-- Opening Marker --
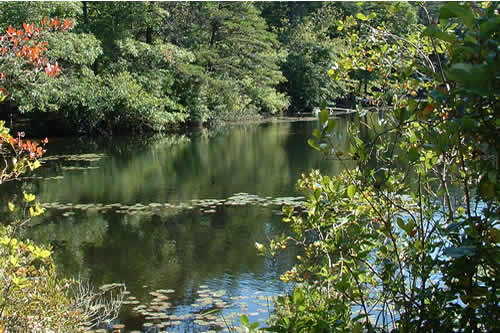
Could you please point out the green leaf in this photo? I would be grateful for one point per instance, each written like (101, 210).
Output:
(351, 190)
(298, 297)
(464, 13)
(401, 223)
(436, 32)
(323, 116)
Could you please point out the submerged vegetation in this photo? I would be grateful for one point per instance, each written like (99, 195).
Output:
(403, 237)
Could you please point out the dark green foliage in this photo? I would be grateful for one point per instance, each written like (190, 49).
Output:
(408, 239)
(145, 65)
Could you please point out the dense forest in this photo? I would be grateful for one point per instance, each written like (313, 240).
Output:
(153, 65)
(404, 236)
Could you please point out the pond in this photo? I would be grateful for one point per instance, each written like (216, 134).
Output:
(176, 218)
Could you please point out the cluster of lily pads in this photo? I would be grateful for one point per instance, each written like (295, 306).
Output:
(212, 311)
(206, 206)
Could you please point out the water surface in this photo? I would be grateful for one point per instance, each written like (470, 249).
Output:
(178, 212)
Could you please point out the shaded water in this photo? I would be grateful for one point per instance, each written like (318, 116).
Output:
(122, 210)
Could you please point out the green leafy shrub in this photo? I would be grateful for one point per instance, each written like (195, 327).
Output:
(408, 239)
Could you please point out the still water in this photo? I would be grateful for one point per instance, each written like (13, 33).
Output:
(179, 213)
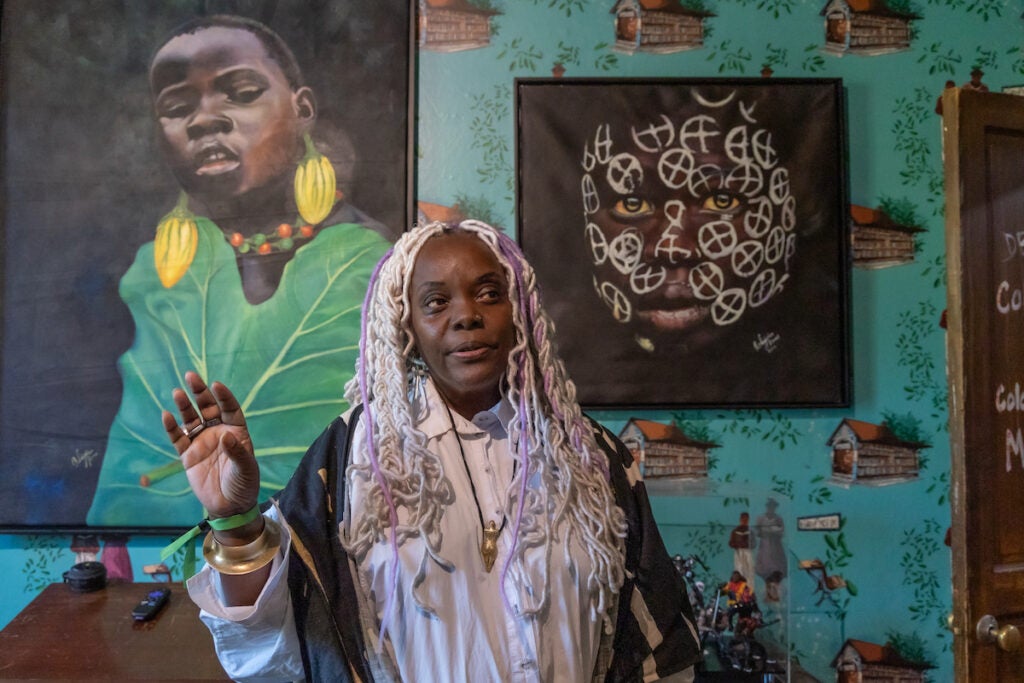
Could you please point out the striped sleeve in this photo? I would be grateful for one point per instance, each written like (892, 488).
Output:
(655, 632)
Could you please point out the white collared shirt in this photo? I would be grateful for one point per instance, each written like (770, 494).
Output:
(470, 636)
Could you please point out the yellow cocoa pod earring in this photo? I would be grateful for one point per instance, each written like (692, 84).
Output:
(314, 184)
(174, 247)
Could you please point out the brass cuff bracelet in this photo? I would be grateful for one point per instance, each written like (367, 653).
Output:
(243, 559)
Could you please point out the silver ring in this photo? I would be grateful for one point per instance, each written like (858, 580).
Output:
(195, 431)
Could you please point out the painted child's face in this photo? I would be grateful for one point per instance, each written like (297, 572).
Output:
(230, 121)
(689, 220)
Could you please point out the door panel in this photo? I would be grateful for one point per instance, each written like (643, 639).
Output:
(983, 141)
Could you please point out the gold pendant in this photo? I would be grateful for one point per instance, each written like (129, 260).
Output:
(488, 549)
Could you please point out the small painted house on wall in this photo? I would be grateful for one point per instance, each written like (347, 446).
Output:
(451, 26)
(878, 241)
(861, 662)
(657, 26)
(664, 451)
(868, 454)
(865, 27)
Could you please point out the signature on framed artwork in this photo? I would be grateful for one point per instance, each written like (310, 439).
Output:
(690, 237)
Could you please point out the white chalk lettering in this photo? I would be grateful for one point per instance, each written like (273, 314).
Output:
(1015, 445)
(1015, 244)
(1007, 300)
(1009, 400)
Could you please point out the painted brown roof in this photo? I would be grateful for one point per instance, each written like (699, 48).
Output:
(872, 433)
(657, 431)
(877, 7)
(439, 212)
(461, 5)
(884, 654)
(670, 6)
(863, 215)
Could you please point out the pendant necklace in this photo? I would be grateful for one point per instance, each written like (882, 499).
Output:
(488, 545)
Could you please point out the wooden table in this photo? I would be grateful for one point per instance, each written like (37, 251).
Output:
(66, 635)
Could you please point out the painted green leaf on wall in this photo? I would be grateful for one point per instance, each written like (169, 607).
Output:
(286, 359)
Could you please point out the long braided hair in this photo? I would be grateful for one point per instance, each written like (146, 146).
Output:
(548, 433)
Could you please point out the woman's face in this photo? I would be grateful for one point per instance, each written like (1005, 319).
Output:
(230, 122)
(689, 220)
(462, 319)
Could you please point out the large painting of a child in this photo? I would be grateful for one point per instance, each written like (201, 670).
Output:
(254, 261)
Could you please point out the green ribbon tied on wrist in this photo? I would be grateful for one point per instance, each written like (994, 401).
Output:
(219, 524)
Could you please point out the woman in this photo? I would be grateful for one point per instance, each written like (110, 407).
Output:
(472, 524)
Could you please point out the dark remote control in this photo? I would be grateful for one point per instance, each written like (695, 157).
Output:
(154, 602)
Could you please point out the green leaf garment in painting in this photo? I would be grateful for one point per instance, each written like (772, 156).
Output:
(287, 359)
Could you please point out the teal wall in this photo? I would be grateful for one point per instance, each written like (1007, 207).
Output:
(890, 548)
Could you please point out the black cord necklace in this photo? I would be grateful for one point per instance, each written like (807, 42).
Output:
(488, 545)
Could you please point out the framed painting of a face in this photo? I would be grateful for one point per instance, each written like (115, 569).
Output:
(690, 237)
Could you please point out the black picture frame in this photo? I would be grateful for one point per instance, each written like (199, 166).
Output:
(601, 206)
(85, 186)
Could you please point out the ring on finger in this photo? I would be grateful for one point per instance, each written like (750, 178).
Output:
-- Closing Marker --
#### Exercise prompt:
From the line holding "Could you please point out the ring" through the final line of the data above, copy every line exactly as written. Include nothing else.

#### Finished task:
Could you please point out the ring on finger in this photo? I would be grateful for one point per instance, each written like (750, 178).
Output:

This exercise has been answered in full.